- [Challenge]:
Pick out every line in the entries that contains the string "wall" and copy each one. Matching is case-sensitive.

Point annotation entries:
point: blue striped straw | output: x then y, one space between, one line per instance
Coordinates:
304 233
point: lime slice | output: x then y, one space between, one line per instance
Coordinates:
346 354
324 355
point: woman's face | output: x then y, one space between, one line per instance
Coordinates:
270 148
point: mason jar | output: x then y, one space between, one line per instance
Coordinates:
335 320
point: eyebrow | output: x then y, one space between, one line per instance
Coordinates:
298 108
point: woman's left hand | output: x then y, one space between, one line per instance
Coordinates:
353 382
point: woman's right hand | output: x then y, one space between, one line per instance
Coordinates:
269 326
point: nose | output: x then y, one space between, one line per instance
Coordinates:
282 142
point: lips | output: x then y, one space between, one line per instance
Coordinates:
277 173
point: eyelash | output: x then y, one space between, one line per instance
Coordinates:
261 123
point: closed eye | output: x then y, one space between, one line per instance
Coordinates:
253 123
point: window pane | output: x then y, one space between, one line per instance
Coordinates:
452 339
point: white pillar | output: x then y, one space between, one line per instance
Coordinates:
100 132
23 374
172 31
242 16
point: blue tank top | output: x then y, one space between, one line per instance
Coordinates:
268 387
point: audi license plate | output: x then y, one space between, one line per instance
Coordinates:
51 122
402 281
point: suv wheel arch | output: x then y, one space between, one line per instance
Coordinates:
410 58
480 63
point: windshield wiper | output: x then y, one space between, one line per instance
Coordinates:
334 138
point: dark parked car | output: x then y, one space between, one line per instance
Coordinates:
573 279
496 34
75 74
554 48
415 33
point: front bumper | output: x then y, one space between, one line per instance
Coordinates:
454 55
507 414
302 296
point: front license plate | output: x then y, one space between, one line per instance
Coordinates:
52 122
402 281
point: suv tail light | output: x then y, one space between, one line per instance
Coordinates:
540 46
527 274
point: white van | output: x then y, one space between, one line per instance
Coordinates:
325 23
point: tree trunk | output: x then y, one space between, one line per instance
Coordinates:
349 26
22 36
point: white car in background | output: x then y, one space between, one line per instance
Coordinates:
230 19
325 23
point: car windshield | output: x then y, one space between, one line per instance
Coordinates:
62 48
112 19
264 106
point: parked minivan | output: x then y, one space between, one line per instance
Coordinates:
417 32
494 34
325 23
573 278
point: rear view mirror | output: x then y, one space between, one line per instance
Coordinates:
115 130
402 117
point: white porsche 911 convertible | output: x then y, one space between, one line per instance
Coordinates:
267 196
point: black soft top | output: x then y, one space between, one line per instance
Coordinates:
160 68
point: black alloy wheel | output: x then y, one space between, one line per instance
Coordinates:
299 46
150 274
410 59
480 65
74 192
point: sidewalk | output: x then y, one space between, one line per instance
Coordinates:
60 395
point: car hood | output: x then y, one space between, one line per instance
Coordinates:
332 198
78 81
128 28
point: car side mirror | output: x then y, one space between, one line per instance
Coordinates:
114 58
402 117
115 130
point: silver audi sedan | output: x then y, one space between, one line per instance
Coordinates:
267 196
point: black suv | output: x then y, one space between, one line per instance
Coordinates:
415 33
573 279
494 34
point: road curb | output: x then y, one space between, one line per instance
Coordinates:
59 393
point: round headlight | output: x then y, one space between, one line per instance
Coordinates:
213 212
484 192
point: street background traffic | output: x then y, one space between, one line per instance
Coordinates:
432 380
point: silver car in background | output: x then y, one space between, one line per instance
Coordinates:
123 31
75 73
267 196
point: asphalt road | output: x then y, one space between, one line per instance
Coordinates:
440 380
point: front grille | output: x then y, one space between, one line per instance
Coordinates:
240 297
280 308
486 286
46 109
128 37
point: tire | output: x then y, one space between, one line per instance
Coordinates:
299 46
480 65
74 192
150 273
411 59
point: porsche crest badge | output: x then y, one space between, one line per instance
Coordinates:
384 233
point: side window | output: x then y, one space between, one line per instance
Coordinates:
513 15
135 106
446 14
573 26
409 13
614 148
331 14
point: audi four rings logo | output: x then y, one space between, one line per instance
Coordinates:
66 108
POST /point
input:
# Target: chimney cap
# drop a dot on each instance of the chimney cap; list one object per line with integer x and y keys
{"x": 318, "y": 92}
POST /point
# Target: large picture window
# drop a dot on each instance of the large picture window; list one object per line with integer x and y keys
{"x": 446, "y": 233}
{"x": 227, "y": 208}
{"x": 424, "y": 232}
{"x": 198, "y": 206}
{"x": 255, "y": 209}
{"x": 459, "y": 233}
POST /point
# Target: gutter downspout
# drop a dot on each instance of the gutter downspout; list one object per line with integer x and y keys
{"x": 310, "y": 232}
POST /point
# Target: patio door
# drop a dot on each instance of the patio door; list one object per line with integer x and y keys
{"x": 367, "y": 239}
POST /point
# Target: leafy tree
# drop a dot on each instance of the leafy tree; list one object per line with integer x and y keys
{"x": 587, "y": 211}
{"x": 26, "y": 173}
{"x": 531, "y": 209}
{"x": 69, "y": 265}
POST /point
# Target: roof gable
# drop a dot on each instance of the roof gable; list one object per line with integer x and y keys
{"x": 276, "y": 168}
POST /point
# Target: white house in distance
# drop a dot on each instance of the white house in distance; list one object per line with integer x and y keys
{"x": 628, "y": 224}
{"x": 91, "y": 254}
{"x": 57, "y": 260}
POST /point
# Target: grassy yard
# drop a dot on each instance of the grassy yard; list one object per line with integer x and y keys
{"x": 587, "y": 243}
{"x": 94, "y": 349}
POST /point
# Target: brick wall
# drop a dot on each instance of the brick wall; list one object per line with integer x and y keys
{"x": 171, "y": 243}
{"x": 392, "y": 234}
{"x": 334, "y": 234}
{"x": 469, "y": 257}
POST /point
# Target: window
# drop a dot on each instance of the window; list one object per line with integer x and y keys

- [Result below]:
# Target: brick wall
# drop a dot on each instance of the brick wall; list one object per line with integer x and y keys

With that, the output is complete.